## YOUR TASKS
A. Using the commentary on divorce in Mark below, decide whether each statement agrees with it: (i) Mark adds an exception for adultery, (ii) Mark agrees with Matthew, (iii) Mark assumes divorce and remarriage will be common. Answer yes or no for each and quote the words of the commentary that decide it.
B. Write what comes next in the commentary on divorce in Mark below, picking up after its final sentence.

## TEXT PROVIDED
Thus Mark is reminding us of the finality of marriage. Just because an individual can legally end a marriage for whatever reason, this, does not absolve them of the union formed with the prior partner. Somehow in God’s divine justice, the former marriage still counts. A lasting union has been formed.

Mark assumes that divorce and remarriage will not be a common occurrence, if at all.

Mark’s expectation is that if divorce happens, the single partner will not remarry. After all they have had their chance at marriage. His advise will be to live a sanctified life of celibacy unto the Lord (i.e., like a spiritual eunuch, see Matthew 19:12)

Mark’s harsh statement is really to curb the excessive divorce and remarriage scenario that plagued them in the 1st Century and still plagues us today. His hearers, were of a culture, where people will simply issue a certificate of divorce, for any reason they wanted, send their wife away, and find another (Matthew 19:7). Mark stands against this firmly, and agrees with Matthew. If you divorce, don’t remarry. But Mark doesn’t add the adultery exclusion, maybe because he cannot see another reason why anyone would divorce, or that since they have already had a first marriage, they should live celibate unto the Lord, or maybe God in His sovereignty didn’t want that added, we don’t know. Thus in order to stay safely with the bounds of scripture, my advise to those I counsel and I give to you today, is that if you are considering divorce outside of the reason of marital unfaithfulness, then take the Mark’s way, and don’t remarry.

(Location identification entries)
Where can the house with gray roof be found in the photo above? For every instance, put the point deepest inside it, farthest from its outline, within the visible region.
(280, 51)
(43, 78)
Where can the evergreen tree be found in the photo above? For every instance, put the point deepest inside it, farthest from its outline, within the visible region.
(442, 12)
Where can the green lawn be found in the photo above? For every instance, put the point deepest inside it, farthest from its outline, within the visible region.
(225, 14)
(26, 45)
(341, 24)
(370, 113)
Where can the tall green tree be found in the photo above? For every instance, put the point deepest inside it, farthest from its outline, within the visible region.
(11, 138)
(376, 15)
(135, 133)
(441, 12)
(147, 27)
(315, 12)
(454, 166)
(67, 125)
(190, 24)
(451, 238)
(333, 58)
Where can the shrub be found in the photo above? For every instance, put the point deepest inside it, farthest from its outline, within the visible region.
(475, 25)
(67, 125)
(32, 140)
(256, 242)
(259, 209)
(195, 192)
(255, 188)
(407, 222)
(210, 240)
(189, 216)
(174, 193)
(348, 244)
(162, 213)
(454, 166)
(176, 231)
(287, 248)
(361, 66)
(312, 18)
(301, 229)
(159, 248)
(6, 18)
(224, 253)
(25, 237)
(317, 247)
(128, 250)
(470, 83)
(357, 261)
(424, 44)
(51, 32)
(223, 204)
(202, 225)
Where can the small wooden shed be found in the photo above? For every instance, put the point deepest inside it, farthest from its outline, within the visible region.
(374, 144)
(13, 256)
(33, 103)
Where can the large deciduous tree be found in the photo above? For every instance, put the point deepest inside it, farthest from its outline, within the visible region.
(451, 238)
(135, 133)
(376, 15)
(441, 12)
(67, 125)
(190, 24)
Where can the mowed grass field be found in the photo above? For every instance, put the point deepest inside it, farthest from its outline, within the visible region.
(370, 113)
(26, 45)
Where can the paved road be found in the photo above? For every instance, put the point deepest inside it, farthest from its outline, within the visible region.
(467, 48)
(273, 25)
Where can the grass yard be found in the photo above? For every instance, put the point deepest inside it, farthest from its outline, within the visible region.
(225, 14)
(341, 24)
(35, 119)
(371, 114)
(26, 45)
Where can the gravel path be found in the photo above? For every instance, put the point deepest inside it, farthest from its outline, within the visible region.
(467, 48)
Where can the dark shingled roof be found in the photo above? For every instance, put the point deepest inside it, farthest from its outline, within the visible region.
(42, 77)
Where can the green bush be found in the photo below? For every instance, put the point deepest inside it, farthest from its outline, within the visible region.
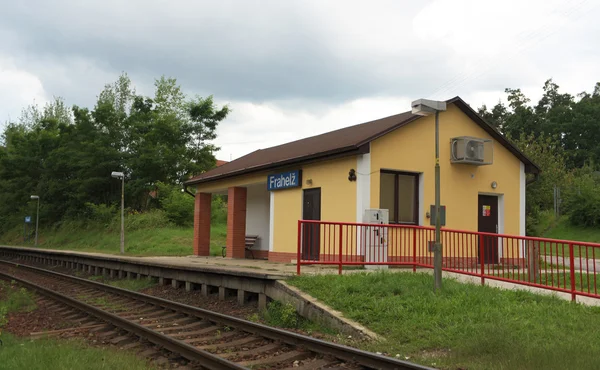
(582, 201)
(282, 315)
(148, 220)
(101, 213)
(178, 206)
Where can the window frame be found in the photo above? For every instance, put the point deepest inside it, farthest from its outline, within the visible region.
(396, 193)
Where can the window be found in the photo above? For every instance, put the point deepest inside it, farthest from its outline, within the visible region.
(399, 193)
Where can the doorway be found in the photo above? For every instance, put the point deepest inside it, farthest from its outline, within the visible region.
(311, 233)
(487, 222)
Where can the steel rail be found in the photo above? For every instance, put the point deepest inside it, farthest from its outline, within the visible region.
(206, 359)
(346, 353)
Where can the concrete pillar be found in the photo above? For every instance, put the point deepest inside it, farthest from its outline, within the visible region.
(241, 296)
(236, 222)
(202, 224)
(262, 301)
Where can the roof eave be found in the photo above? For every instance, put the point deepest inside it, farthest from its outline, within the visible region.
(530, 166)
(341, 152)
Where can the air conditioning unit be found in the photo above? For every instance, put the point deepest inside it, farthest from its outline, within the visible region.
(471, 150)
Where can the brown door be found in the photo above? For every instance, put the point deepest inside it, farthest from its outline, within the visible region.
(311, 210)
(488, 223)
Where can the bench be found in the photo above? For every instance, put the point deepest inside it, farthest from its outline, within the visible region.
(250, 242)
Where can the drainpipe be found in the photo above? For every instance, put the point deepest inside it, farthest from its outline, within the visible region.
(187, 191)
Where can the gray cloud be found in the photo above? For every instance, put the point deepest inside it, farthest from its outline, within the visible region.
(264, 51)
(288, 65)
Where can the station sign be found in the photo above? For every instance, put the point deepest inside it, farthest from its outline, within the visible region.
(284, 180)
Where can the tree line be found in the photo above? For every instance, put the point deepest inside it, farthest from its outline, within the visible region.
(65, 154)
(560, 133)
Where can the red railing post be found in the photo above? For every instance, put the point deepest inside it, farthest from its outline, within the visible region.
(414, 250)
(341, 240)
(299, 247)
(482, 258)
(572, 271)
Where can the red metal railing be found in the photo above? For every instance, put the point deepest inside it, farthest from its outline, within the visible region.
(559, 265)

## IN RESPONSE
A.
(i) No: "But Mark doesn’t add the adultery exclusion"
(ii) Yes: "Mark stands against this firmly, and agrees with Matthew."
(iii) No: "Mark assumes that divorce and remarriage will not be a common occurrence, if at all."

B.
Now, is this a blanket rule, with no flexibility? No. But it is a rule supported by scripture, and if you are going to deviate from this, then I would say don’t rush to remarry. Here is what I mean. If you do have a desire to remarry, then it should be with much counsel, much prayer, much counsel again, and after much time has elapsed. And true submission to counsel would be if your spiritual authority says its not a good idea, then you should take it as a confirmation from the Lord. Too often we let our own emotions, and needs, get in the way of God’s directive.

My prayer is that you will continue to seek God in all these things, and he will lead you, and that your utmost desire will be to please him, above all else. For in pleasing Him, will you be fulfilled.